September 28th, 2024

City already a leader in business tax incentives

By COLLIN GALLANT on November 28, 2019.

cgallant@medicinehatnews.com@CollinGallant

The province plans to expand its package of property tax abatement programs that cities can access to attract new industry, but in an area where Medicine Hat likes to boast that it’s already a leader.

The machinery & equipment levy can be charged by cities or counties on large plants and oil and gas infrastructure as part of property tax regime, though Medicine Hat has exempted the assessment class for decades as a nod to business.

On Wednesday, Municipal Affairs Minister Kaycee Madu introduced a bill that would allow those that do collect the levy to offer breaks of up to 15 years to new or existing businesses in efforts to grow the economy.

“It empowers them to offer the longest tax incentives in North America,” said Madu, after introducing the bill in the legislature.

“We are making sure that in this depression economy that we’re sending a message to investors that we are open for business.”

This summer the governing United Conservatives introduced and passed Bill 7, which allowed cities, towns and counties the ability to offer companies general property tax breaks.

Madu said the new measure builds on that and was requested by the municipalities he’s met with, including leaders at this month’s Rural Municipalities Association convention.

However, local governments have the ability to chose whether to apply the equipment tax or a general business tax on major industrial facilities.

○ ○ ○ ○ ○

■ **ACTIVITY A**
In the article on business tax incentives, how long could the tax breaks last under the bill Kaycee Madu introduced?
■ **ACTIVITY B**
Pick up the article on business tax incentives after its last sentence and continue writing it.
The records that follow have no connection to the article.

[Collected data]

○ ○ ○ ○ ○

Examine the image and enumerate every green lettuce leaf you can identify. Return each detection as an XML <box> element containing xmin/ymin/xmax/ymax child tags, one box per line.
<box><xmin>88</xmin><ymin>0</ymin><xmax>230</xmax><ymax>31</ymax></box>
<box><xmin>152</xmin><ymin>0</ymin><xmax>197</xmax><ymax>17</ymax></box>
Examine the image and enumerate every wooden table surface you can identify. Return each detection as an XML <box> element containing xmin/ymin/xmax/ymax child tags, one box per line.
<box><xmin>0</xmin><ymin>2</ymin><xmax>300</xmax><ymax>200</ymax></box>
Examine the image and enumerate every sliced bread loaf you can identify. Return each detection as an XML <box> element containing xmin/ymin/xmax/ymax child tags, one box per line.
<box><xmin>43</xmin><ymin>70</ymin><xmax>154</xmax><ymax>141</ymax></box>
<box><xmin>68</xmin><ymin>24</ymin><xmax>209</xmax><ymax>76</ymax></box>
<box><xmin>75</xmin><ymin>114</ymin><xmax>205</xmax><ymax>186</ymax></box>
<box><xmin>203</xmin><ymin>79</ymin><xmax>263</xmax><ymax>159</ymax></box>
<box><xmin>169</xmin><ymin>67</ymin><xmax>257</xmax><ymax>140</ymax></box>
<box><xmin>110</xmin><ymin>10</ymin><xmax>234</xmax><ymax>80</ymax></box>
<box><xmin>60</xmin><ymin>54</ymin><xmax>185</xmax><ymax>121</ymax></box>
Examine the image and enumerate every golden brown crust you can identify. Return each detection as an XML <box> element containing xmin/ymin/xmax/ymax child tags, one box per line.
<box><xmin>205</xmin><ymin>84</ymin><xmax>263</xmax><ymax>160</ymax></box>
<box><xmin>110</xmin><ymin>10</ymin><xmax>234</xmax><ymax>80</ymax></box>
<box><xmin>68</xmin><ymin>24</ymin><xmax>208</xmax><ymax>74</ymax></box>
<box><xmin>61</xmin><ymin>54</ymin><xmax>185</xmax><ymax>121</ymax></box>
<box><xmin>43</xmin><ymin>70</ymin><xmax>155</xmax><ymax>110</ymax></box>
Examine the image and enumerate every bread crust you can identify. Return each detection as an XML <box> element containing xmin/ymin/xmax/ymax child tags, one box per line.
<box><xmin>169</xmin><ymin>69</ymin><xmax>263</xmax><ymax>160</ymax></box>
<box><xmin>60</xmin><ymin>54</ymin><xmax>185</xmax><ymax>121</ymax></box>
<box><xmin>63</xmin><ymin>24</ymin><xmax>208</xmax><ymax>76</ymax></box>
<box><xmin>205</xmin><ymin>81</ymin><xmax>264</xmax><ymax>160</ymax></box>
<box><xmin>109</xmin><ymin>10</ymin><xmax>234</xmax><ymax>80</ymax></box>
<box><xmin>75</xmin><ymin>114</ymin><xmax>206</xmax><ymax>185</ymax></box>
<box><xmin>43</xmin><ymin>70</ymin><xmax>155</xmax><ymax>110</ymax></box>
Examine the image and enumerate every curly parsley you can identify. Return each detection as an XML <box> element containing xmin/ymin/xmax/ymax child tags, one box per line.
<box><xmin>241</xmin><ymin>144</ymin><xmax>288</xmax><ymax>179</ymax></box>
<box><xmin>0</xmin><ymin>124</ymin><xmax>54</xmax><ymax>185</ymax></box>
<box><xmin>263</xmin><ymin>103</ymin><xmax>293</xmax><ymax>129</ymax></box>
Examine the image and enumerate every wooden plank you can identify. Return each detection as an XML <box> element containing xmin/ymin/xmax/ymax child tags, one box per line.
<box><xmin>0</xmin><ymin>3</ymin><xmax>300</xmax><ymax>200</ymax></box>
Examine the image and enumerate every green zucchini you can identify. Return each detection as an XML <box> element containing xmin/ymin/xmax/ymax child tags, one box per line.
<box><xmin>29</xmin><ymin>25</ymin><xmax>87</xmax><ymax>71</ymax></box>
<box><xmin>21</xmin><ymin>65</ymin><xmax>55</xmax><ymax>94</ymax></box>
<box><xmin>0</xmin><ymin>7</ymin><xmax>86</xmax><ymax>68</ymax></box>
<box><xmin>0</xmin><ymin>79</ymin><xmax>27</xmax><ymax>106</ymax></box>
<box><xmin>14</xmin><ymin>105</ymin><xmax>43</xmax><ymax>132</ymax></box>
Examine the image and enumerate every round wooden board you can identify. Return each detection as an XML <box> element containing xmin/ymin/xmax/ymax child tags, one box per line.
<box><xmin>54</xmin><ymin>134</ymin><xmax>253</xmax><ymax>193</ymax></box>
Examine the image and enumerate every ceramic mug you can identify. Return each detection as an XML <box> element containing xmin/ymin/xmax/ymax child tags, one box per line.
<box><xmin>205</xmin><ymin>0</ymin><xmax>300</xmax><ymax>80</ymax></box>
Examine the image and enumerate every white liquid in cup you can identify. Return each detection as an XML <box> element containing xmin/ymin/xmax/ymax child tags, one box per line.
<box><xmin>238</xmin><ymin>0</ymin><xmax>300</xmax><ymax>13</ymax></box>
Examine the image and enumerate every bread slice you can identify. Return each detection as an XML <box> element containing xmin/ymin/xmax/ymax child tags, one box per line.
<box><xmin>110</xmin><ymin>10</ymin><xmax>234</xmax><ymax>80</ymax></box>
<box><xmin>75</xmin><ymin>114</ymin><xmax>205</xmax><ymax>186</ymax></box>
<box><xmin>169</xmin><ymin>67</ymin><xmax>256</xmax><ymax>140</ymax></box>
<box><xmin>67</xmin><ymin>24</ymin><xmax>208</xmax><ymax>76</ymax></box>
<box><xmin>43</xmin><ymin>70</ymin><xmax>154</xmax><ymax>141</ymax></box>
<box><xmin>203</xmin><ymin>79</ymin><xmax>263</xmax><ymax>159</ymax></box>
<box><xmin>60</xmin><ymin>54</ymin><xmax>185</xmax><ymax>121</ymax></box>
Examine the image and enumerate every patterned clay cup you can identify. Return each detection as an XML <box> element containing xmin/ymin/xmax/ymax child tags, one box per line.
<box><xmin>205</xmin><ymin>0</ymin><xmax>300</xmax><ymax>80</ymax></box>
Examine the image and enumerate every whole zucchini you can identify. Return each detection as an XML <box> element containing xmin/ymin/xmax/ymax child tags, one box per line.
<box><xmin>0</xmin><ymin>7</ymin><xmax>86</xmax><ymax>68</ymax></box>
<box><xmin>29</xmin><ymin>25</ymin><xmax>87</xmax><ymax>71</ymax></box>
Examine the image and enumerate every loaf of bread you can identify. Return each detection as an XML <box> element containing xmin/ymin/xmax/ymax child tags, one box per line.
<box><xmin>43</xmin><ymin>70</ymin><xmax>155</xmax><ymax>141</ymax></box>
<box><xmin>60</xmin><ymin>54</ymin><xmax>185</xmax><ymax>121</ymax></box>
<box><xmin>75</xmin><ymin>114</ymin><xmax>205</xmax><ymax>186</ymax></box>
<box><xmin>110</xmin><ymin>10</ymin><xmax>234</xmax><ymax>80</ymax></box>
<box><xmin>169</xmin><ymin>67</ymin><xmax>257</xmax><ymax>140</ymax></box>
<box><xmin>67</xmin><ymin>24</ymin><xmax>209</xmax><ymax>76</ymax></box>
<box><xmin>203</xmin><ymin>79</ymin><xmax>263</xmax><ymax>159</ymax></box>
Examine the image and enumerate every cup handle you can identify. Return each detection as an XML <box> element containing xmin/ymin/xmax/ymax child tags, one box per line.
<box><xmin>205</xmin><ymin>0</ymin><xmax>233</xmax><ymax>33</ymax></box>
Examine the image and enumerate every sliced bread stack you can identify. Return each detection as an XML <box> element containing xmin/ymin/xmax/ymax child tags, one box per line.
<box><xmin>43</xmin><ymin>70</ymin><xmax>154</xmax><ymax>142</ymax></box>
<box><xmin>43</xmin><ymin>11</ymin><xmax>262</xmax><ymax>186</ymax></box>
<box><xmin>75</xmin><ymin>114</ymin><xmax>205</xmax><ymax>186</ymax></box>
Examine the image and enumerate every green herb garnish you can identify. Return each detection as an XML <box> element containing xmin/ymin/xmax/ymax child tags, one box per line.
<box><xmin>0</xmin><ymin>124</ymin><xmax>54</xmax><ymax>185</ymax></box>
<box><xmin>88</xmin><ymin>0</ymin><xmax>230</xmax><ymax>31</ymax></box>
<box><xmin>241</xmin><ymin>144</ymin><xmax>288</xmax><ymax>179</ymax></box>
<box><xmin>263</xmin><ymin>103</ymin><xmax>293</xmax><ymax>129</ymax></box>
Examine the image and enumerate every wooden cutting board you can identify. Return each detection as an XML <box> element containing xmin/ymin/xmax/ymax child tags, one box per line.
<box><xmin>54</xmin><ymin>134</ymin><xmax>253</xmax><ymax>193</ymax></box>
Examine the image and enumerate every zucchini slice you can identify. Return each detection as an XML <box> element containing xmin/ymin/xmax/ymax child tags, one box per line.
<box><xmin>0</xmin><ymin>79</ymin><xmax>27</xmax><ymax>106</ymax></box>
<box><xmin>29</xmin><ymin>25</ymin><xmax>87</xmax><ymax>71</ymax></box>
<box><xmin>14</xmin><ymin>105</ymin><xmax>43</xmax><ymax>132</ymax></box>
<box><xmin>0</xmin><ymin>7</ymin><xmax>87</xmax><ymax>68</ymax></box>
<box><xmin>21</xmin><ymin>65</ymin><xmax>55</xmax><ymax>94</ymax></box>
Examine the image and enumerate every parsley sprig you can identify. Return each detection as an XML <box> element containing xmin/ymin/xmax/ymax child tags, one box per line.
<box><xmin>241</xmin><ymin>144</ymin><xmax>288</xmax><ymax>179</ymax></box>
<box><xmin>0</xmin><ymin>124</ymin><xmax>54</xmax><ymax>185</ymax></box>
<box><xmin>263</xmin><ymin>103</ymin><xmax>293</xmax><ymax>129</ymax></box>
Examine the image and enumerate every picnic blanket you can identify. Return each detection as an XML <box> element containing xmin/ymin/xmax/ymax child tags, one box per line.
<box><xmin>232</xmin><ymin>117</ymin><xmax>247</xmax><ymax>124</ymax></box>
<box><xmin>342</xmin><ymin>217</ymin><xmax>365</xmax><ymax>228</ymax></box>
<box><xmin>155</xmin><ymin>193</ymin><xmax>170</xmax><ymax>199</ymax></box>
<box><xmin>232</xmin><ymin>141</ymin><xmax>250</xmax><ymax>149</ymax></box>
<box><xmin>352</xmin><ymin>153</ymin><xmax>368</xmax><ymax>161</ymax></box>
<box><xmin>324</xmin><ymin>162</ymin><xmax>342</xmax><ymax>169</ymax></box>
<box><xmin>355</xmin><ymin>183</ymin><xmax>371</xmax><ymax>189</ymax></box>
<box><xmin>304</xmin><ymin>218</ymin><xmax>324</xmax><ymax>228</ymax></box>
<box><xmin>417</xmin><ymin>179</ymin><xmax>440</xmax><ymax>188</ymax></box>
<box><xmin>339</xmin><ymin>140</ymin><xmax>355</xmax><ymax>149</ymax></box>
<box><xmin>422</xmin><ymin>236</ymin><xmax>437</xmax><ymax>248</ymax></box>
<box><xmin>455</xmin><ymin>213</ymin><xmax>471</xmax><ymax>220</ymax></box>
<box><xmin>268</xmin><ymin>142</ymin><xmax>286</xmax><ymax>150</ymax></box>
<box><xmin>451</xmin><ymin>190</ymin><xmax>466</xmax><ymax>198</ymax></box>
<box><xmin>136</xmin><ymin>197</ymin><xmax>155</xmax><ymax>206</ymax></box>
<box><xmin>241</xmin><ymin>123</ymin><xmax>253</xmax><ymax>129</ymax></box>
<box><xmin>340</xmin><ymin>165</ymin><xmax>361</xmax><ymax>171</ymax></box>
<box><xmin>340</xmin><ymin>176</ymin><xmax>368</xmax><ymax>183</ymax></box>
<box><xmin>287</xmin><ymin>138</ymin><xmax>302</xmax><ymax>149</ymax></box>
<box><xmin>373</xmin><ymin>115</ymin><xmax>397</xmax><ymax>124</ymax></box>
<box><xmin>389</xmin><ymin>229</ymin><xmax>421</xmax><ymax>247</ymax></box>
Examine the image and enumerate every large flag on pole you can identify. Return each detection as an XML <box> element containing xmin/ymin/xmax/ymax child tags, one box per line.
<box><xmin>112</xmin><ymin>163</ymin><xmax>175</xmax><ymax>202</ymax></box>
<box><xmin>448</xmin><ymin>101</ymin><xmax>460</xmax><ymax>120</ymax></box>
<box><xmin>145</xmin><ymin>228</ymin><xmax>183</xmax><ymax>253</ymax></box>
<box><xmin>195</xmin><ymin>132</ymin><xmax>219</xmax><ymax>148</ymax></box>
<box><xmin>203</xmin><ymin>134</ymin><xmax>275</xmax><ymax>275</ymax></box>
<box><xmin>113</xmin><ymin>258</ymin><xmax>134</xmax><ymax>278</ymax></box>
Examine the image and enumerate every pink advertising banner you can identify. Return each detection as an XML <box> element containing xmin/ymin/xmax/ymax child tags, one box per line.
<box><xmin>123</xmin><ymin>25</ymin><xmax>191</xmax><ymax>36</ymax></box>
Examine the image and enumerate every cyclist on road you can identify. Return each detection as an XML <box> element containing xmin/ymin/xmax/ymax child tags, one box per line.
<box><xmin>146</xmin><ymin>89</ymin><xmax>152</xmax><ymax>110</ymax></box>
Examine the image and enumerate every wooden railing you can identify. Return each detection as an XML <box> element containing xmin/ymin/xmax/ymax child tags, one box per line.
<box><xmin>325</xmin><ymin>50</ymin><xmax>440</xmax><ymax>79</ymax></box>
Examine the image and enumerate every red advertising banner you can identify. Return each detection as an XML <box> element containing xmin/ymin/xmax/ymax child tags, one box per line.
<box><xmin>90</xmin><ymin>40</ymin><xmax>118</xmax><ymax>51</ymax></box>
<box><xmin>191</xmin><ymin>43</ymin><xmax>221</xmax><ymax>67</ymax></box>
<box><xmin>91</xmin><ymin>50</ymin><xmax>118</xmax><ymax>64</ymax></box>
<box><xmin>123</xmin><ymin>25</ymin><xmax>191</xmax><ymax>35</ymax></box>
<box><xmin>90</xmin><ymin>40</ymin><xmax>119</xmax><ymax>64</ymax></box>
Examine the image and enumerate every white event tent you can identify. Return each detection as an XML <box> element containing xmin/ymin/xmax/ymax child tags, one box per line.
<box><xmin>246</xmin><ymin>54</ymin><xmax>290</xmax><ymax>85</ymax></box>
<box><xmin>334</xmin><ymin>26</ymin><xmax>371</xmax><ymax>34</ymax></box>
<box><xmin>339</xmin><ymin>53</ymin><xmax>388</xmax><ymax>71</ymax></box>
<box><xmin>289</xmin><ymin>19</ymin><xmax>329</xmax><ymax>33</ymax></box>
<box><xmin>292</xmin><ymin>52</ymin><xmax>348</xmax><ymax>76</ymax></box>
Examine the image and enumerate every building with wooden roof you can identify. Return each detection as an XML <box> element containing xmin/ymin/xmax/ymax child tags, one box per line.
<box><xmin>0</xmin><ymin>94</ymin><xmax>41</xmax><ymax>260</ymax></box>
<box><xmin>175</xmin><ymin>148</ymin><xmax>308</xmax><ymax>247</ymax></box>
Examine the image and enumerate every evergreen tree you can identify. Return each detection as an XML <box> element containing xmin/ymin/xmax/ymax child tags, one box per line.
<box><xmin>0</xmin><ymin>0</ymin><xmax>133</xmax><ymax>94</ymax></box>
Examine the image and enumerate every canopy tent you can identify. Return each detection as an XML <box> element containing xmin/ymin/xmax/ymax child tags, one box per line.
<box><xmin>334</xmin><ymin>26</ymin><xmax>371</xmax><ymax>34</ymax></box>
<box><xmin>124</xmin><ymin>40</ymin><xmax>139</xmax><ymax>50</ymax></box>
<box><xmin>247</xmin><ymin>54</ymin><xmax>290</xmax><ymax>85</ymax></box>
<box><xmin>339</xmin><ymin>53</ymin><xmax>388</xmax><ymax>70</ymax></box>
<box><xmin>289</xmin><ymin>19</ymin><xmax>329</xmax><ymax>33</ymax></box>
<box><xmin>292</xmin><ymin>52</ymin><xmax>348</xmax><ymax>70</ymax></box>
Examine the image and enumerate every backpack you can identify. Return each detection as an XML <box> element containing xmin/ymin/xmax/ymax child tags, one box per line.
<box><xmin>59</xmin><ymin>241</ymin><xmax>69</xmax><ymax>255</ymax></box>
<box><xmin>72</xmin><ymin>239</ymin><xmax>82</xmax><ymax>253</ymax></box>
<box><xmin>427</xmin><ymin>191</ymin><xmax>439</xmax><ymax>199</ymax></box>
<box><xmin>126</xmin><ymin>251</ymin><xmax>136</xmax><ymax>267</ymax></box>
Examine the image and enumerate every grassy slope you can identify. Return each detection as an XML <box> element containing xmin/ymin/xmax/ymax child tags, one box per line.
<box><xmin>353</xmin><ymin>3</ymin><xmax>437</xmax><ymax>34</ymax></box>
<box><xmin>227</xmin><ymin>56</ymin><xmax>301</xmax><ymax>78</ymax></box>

○ ○ ○ ○ ○

■ **OUTPUT A**
Up to 15 years.

■ **OUTPUT B**
Coun. Phil Turnbull said the city has always found it “counterproductive” to charge a tax on the means by which companies conduct business. He felt more study was needed of the issue before the city could form an opinion on the legislation.

It’s not immediately clear who across the province does use the levy.

In the southeast, Redcliff does, but immediately reduces the assessed value to 40 per cent, thereby lowering the eventual tax bill. Cypress County also applied a mill rate to its machinery assessment base, valued at $858 million in 2018. That brought in $4.7 million in tax revenue for the county that year.

Medicine Hat’s machinery assessment was $360 million in 2018, but no mill rate was applied, meaning the charge is zero.

Major plants in Medicine Hat only pay taxes on portions of their sites considered as commercial use, or essentially office space.

“As always municipalities get to decide how to use these tools,” said Madu.

Administrators stated that the province-wide value of machinery assessment was $85 billion, and about 80 per cent of that related to designated industrial properties, such as chemical plants or oil facilities.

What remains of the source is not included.